Empoisonné, emprisonné, condamné et mort en prison. Alexeï Navalny a payé de sa vie sa lutte contre Vladimir Poutine, dénonçant sans relâche la répression et la corruption de son régime, tout comme l’assaut qu’il a déclenché contre l’Ukraine.

Incarcéré depuis janvier 2021, il s’était vu infligé en août dernier une énième peine: 19 années pour "extrémisme" à passer dans l’un des établissements les plus durs du système carcéral russe.

Il avait été transféré fin 2023 dans une colonie pénitentiaire reculée de l’Arctique, qui a annoncé vendredi son décès.

Âgé de 47 ans, ce grand blond au regard bleu perçant était apparu amaigri et vieilli lors des dernières retransmissions à distance des dernières audiences dans lesquelles il était impliqué, dernier moyen de le voir.

▬▬▬▬▬▬

» **Exercices à traiter**
• 1. Dans le texte sur Alexeï Navalny, reprenez le passage allant de "Empoisonné, emprisonné, condamné" jusqu'à "système carcéral russe.", en substituant "le président russe" à "Vladimir Poutine".
• 2. Condensez en une seule phrase le paragraphe du texte sur Alexeï Navalny qui commence par "Âgé de 47 ans", sans perdre ses faits principaux.
Appuyez-vous uniquement sur le texte du document.

▬▬▬▬▬▬

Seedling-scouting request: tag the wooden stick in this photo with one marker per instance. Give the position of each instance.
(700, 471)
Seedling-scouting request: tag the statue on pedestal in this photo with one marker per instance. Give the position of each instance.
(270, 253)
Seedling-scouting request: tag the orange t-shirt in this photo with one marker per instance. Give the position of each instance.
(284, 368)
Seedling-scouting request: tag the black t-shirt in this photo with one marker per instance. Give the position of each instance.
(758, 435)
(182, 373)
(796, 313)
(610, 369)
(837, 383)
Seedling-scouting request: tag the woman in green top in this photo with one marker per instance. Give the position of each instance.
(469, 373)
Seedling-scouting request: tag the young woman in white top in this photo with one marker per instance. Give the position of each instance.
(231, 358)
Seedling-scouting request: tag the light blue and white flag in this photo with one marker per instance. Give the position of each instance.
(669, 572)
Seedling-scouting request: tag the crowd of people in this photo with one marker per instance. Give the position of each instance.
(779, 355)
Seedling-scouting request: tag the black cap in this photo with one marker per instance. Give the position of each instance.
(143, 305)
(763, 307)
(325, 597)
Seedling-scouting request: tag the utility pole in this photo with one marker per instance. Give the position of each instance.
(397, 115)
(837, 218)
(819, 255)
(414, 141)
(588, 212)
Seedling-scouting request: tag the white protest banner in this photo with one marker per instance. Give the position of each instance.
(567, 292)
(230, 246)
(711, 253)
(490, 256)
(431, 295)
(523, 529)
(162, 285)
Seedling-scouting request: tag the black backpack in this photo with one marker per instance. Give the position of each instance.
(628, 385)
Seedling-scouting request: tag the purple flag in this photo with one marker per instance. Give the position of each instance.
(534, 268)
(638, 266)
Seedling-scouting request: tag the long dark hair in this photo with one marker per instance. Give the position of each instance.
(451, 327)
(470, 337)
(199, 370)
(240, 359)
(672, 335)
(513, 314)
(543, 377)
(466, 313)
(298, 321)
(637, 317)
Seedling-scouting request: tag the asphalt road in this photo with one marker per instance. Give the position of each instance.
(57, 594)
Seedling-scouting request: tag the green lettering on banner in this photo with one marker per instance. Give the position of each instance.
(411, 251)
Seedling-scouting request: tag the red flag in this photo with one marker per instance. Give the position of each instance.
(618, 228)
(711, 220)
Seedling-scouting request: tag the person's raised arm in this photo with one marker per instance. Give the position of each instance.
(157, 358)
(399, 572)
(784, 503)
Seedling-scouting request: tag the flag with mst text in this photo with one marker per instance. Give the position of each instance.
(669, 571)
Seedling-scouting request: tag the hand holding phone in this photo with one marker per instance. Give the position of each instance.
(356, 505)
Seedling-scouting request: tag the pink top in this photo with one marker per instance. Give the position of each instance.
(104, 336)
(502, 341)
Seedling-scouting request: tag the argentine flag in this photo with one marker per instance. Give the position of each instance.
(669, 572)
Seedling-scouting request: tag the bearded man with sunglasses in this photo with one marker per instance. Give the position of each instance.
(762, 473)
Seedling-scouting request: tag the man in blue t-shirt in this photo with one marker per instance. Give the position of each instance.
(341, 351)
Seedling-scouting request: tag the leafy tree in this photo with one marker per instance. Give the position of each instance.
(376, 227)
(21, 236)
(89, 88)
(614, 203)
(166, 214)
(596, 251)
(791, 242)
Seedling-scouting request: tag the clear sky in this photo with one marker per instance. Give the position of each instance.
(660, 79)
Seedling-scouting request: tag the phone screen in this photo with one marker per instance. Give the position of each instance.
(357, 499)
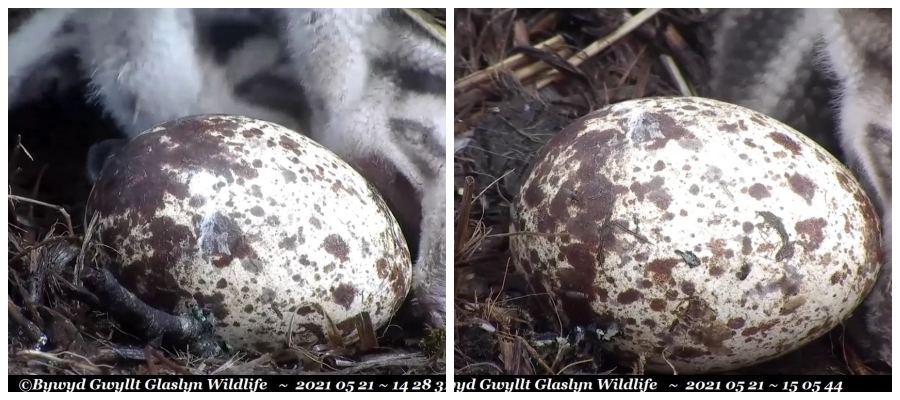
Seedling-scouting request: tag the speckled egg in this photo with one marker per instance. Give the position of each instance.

▬▬▬▬▬▬

» **Corrigé**
• 1.
Empoisonné, emprisonné, condamné et mort en prison. Alexeï Navalny a payé de sa vie sa lutte contre le président russe, dénonçant sans relâche la répression et la corruption de son régime, tout comme l’assaut qu’il a déclenché contre l’Ukraine.

Incarcéré depuis janvier 2021, il s’était vu infligé en août dernier une énième peine: 19 années pour "extrémisme" à passer dans l’un des établissements les plus durs du système carcéral russe.

• 2. À 47 ans, ce grand blond aux yeux bleus perçants paraissait amaigri et vieilli lors des retransmissions à distance de ses dernières audiences, seul moyen de le voir encore.